Count the lines in the listing below that contain the string "segment", and give only the number.

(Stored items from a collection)
──────────

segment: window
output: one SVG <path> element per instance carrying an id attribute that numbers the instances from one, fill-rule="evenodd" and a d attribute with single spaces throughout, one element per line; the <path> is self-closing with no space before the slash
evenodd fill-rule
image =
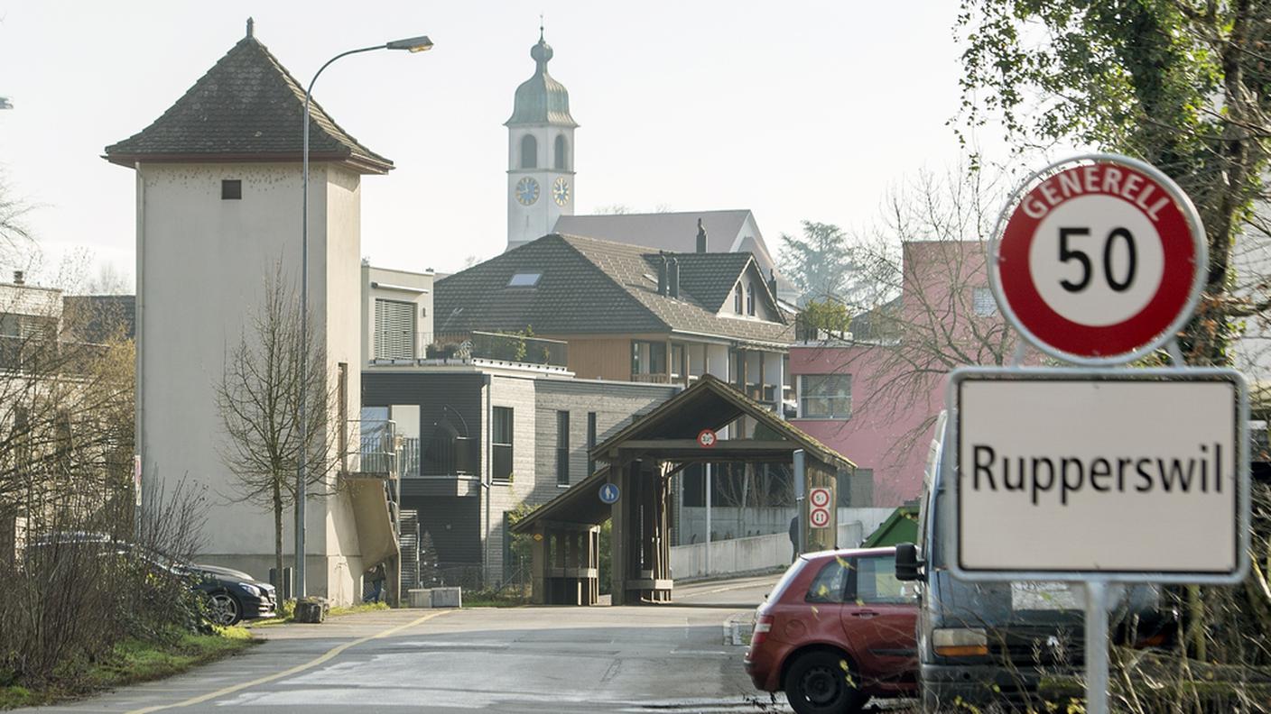
<path id="1" fill-rule="evenodd" d="M 541 277 L 543 273 L 516 273 L 507 281 L 507 287 L 534 287 Z"/>
<path id="2" fill-rule="evenodd" d="M 993 299 L 993 291 L 986 287 L 976 287 L 971 292 L 971 309 L 981 318 L 991 318 L 998 314 L 998 301 Z"/>
<path id="3" fill-rule="evenodd" d="M 807 587 L 807 602 L 844 602 L 848 592 L 848 574 L 852 565 L 843 558 L 835 558 L 821 568 L 821 572 Z"/>
<path id="4" fill-rule="evenodd" d="M 850 419 L 852 375 L 799 375 L 801 419 Z"/>
<path id="5" fill-rule="evenodd" d="M 557 412 L 557 485 L 569 485 L 568 412 Z"/>
<path id="6" fill-rule="evenodd" d="M 569 144 L 566 141 L 563 133 L 557 135 L 555 168 L 561 172 L 569 170 Z"/>
<path id="7" fill-rule="evenodd" d="M 632 375 L 665 375 L 666 343 L 632 340 Z"/>
<path id="8" fill-rule="evenodd" d="M 539 140 L 533 133 L 521 137 L 521 168 L 539 168 Z"/>
<path id="9" fill-rule="evenodd" d="M 671 343 L 671 381 L 679 381 L 680 377 L 688 371 L 688 363 L 684 361 L 684 346 L 672 342 Z"/>
<path id="10" fill-rule="evenodd" d="M 494 407 L 494 423 L 491 427 L 491 445 L 493 446 L 493 464 L 491 479 L 497 482 L 512 480 L 512 408 Z"/>
<path id="11" fill-rule="evenodd" d="M 375 301 L 374 358 L 414 358 L 414 302 Z"/>
<path id="12" fill-rule="evenodd" d="M 587 475 L 596 473 L 596 460 L 591 457 L 591 450 L 596 447 L 596 413 L 587 412 Z"/>
<path id="13" fill-rule="evenodd" d="M 857 558 L 857 601 L 886 605 L 913 602 L 914 591 L 896 579 L 895 558 Z"/>

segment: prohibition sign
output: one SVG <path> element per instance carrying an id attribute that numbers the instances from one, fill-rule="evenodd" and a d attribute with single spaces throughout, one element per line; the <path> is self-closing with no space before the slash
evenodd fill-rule
<path id="1" fill-rule="evenodd" d="M 698 434 L 698 446 L 700 446 L 703 448 L 710 448 L 718 441 L 719 441 L 719 437 L 717 437 L 716 433 L 714 433 L 714 431 L 712 431 L 712 429 L 702 429 L 702 433 Z"/>
<path id="2" fill-rule="evenodd" d="M 990 244 L 989 283 L 1043 352 L 1085 365 L 1134 360 L 1182 328 L 1204 282 L 1205 231 L 1150 164 L 1098 154 L 1037 172 Z"/>
<path id="3" fill-rule="evenodd" d="M 830 489 L 813 488 L 807 492 L 807 499 L 812 503 L 813 508 L 825 508 L 830 504 Z"/>

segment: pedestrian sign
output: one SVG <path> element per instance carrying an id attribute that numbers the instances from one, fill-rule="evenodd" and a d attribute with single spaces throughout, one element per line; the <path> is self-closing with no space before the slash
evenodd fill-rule
<path id="1" fill-rule="evenodd" d="M 618 490 L 618 484 L 605 484 L 600 487 L 600 501 L 605 503 L 618 503 L 620 492 Z"/>

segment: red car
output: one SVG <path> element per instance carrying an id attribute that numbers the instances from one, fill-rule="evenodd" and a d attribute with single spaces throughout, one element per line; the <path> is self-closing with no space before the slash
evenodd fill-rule
<path id="1" fill-rule="evenodd" d="M 869 697 L 918 689 L 914 584 L 896 549 L 801 555 L 759 606 L 746 672 L 784 690 L 798 714 L 859 711 Z"/>

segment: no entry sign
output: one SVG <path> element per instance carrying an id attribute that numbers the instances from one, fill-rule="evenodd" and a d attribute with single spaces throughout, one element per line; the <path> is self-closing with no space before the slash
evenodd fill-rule
<path id="1" fill-rule="evenodd" d="M 1043 352 L 1124 362 L 1169 339 L 1195 307 L 1205 231 L 1187 196 L 1154 166 L 1079 156 L 1016 192 L 990 244 L 1003 314 Z"/>

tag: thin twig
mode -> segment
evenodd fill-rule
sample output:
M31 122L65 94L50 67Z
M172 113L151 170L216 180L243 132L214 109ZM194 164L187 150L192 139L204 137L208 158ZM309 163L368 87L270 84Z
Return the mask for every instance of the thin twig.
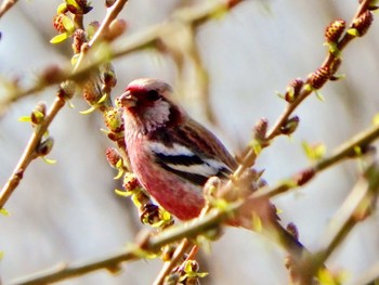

──────────

= RESPONSE =
6